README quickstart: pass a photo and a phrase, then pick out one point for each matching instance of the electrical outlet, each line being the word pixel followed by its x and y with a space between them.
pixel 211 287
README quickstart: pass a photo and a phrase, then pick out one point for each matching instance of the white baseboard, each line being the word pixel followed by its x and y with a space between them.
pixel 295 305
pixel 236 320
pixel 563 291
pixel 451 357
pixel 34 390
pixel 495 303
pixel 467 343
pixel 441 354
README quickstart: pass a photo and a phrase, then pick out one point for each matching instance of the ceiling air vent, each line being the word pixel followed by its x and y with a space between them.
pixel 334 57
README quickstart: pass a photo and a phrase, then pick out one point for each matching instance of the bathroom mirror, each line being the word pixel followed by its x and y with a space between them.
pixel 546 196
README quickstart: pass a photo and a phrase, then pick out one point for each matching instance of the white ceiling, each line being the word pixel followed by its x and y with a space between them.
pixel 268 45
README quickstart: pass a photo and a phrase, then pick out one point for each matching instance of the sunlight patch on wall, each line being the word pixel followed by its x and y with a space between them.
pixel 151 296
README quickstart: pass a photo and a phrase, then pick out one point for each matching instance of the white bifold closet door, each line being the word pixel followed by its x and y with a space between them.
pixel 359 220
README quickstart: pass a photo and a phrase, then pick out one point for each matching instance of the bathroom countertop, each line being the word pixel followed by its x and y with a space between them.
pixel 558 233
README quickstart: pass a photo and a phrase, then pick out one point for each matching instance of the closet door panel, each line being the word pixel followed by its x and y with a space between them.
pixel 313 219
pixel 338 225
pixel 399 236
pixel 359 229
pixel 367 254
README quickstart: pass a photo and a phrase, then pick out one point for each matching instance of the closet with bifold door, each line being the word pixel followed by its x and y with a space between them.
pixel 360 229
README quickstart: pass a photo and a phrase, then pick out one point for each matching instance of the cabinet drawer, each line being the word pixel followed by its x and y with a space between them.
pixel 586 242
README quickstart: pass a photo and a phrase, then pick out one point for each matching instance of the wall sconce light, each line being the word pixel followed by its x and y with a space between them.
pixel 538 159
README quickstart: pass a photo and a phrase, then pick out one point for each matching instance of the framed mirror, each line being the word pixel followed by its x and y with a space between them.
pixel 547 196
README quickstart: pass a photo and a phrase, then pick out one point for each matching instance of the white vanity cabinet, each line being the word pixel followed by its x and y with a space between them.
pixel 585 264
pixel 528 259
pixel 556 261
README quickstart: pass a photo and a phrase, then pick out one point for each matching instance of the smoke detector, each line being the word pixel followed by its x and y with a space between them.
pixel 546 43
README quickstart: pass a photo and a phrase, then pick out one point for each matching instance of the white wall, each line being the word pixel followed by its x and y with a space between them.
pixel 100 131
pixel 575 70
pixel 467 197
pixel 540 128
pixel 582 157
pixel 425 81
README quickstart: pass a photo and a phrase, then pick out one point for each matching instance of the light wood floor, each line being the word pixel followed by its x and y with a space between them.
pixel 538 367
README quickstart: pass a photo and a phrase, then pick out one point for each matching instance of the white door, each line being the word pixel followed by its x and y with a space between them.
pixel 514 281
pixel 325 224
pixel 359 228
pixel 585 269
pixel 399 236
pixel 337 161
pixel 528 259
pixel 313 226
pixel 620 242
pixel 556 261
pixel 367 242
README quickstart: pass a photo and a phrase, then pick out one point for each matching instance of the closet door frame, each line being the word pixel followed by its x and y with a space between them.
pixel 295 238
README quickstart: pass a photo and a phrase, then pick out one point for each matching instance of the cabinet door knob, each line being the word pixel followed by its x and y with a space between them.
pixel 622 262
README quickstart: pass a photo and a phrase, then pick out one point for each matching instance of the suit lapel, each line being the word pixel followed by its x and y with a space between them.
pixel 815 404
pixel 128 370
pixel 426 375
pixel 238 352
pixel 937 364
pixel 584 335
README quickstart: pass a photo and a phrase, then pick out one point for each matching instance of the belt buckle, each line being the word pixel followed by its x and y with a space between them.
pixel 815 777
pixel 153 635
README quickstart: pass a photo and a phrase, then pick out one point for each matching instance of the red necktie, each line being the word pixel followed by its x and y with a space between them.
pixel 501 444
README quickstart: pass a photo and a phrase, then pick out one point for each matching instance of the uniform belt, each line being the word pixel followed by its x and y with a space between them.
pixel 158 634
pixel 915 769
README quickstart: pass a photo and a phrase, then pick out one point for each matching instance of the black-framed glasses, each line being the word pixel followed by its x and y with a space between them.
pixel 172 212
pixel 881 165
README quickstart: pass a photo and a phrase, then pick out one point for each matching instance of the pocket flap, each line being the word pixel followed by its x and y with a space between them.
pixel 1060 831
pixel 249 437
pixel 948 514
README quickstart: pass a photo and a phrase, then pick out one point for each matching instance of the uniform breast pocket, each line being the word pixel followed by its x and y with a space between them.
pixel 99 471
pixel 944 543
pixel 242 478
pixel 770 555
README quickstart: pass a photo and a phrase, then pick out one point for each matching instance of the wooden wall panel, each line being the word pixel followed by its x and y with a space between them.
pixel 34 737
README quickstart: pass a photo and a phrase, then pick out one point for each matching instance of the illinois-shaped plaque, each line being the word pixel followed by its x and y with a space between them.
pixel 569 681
# # # #
■ Exercise description:
Can you give every line of the records above as a JSON list of strings, one string per line, with blank lines left out?

■ Task result:
[
  "README quickstart: pass a photo and a phrase, then pick out one point for each matching instance of the electrical outlet, each line being the word pixel followed by its x and y with a space between them.",
  "pixel 211 287",
  "README quickstart: pass a photo and a phrase, then pick out one point for each matching instance of the white baseboard, each line being the word pixel followed by its x and y with a space between them.",
  "pixel 295 305",
  "pixel 236 320",
  "pixel 563 291",
  "pixel 451 357",
  "pixel 34 390",
  "pixel 495 303",
  "pixel 467 343",
  "pixel 441 354",
  "README quickstart: pass a photo and a phrase, then pick out one point for each matching instance of the ceiling air vent, each line being the word pixel followed by its x and y with a space between them.",
  "pixel 334 57",
  "README quickstart: pass a photo and a phrase, then pick out one point for each matching instance of the bathroom mirror, each line being the word pixel followed by its x and y with a space between them.",
  "pixel 546 196",
  "README quickstart: pass a photo and a phrase, then pick out one point for each matching instance of the white ceiling, each line being the word pixel followed by its x and y with a space between them.",
  "pixel 268 45",
  "README quickstart: pass a photo and a phrase, then pick out one point for each matching instance of the sunlight patch on wall, each line being the word pixel followed by its x and y with a space between them.",
  "pixel 151 296",
  "README quickstart: pass a photo and a phrase, then pick out one point for each matching instance of the white bifold closet door, each line being the word pixel followed by its x and y with a space between them.",
  "pixel 359 220",
  "README quickstart: pass a photo and a phrase, then pick out one point for each matching instance of the bathroom countertop, each line being the word pixel followed by its x and y with a space between them.",
  "pixel 558 233",
  "README quickstart: pass a photo and a phrase, then pick out one point for each matching instance of the closet door panel, each line being the word pixel followed by its x and y with a space between them.",
  "pixel 313 219",
  "pixel 338 225",
  "pixel 399 236",
  "pixel 359 229",
  "pixel 367 254",
  "README quickstart: pass a photo and a phrase, then pick out one point for each matching instance of the closet with bifold door, each line being the word pixel followed by its x and y with a space between them.",
  "pixel 360 229",
  "README quickstart: pass a photo and a phrase, then pick out one point for each matching instance of the cabinet drawer, each line being the word pixel followed by its x and y with a space between them.",
  "pixel 586 242",
  "README quickstart: pass a photo and a phrase, then pick out one point for each matching instance of the wall sconce light, each line being the word pixel followed by its x and y with a space between them.",
  "pixel 538 159",
  "README quickstart: pass a photo and a phrase, then pick out one point for each matching instance of the framed mirror, each line being the word pixel followed by its x and y with a space between them.",
  "pixel 547 196",
  "README quickstart: pass a photo and a phrase, then pick out one point for each matching instance of the white vanity cabinet, each line being the word pixel followed by its x and y with a space between them.",
  "pixel 585 264",
  "pixel 528 259",
  "pixel 556 261",
  "README quickstart: pass a photo and a phrase, then pick out one point for each matching instance of the smoke detector, each line being the word pixel followed by its x and y with a space between them.",
  "pixel 546 43",
  "README quickstart: pass a photo and a phrase, then pick out one point for each matching instance of the white wall, each line being the word pixel followed by its x and y with a space between them.",
  "pixel 100 131",
  "pixel 575 70",
  "pixel 467 197",
  "pixel 540 128",
  "pixel 582 157",
  "pixel 425 81",
  "README quickstart: pass a photo and a phrase, then pick out one point for each matching instance of the light wood floor, each line being the word pixel followed by its x and y with a space between them.",
  "pixel 538 367",
  "README quickstart: pass a photo and a phrase, then pick out one point for each matching instance of the white door, each line being the word pixel followed by its x and y with a space between them.",
  "pixel 514 281",
  "pixel 325 224",
  "pixel 359 228",
  "pixel 585 269",
  "pixel 399 236",
  "pixel 337 161",
  "pixel 528 259",
  "pixel 313 226",
  "pixel 620 242",
  "pixel 556 261",
  "pixel 367 242",
  "README quickstart: pass a photo and a phrase, then pick out one point for each matching instance of the closet door frame, each line being the word pixel followed by its x and y with a space between them.",
  "pixel 295 238",
  "README quickstart: pass a photo and a phrase, then pick out one point for each matching instance of the cabinet door knob, each line being the word pixel followed by its x and y with a space between them.",
  "pixel 622 262",
  "README quickstart: pass a photo and a phrase, then pick out one point for each matching instance of the suit lapel, each line being the word pixel followed by its x and y with a space between them.",
  "pixel 815 404",
  "pixel 128 370",
  "pixel 426 375",
  "pixel 238 352",
  "pixel 937 364",
  "pixel 584 335",
  "README quickstart: pass a photo and a phrase, then pick out one point for each matching instance of the belt buckle, each line being the word pixel followed by its x and y with a space between them.",
  "pixel 815 777",
  "pixel 153 635",
  "README quickstart: pass a photo and a phrase, then pick out one point for each matching instance of the red necktie, each line being the word pixel followed by its x and y with a space between them.",
  "pixel 501 444",
  "README quickstart: pass a photo and a phrase, then pick out one point for each matching instance of the uniform belt, each line being the word pixel followed by its x and y with a space between them.",
  "pixel 158 634",
  "pixel 915 769",
  "README quickstart: pass a photo and a phrase, then pick out one point for each matching instance of the black-framed glasses, each line being the word pixel followed by its x and y with a space between them.",
  "pixel 172 212",
  "pixel 881 165",
  "README quickstart: pass a photo and a phrase, then pick out one point for each matching instance of the pocket flap, each line being the word pixel followed by its x and y with a space between them.",
  "pixel 1060 831",
  "pixel 249 437",
  "pixel 948 514",
  "README quickstart: pass a photo and a phrase, then pick out one point for each matching instance of the uniform breast pocket, each line being the word pixel followed by its x and y with a space between them.",
  "pixel 99 471",
  "pixel 944 543",
  "pixel 242 478",
  "pixel 770 555",
  "README quickstart: pass a photo and a phrase, then pick out one point for each matching instance of the wooden wall panel, each line being the word pixel followed by its x and y with a space between them.",
  "pixel 34 737",
  "README quickstart: pass a photo and a phrase, then pick out one point for each matching instance of the illinois-shaped plaque, each line being the word pixel followed by its x and y with a space between them.",
  "pixel 569 681"
]